## Challenge
Can you recast the material below, from the line with "One point per instance of the rocky" to the line with "pixel 553 311", as a JSON list of strings with one string per line and no blank lines?

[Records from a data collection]
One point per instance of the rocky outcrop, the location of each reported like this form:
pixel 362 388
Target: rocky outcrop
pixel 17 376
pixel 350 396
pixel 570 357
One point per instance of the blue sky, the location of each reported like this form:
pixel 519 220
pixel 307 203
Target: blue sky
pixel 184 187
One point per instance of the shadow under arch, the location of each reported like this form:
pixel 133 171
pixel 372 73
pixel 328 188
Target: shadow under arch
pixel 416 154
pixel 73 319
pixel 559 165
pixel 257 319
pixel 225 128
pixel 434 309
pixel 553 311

...

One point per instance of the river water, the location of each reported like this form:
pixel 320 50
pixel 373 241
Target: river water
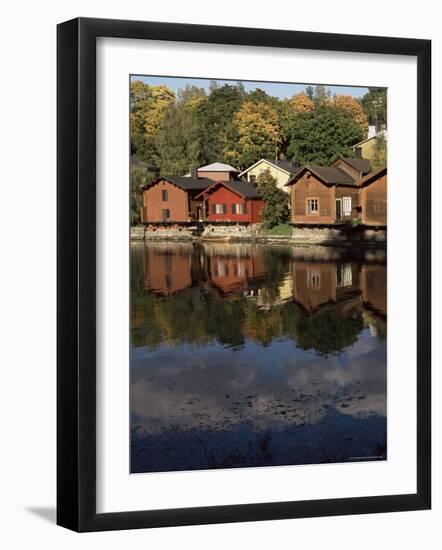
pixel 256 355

## The result
[
  "One point per instance of the rocky outcrop, the location of each reported like this form:",
  "pixel 362 388",
  "Target: rocky outcrop",
  "pixel 17 376",
  "pixel 350 396",
  "pixel 570 357",
  "One point per instance of the blue sky, the location of each reported like this form:",
  "pixel 519 220",
  "pixel 307 203",
  "Target: blue sky",
  "pixel 184 187",
  "One point per instance of the shadow under arch, the location of each reported like this form:",
  "pixel 133 171",
  "pixel 372 73",
  "pixel 328 188",
  "Target: shadow under arch",
  "pixel 416 154",
  "pixel 73 319",
  "pixel 559 165",
  "pixel 257 319",
  "pixel 225 128",
  "pixel 434 309",
  "pixel 553 311"
]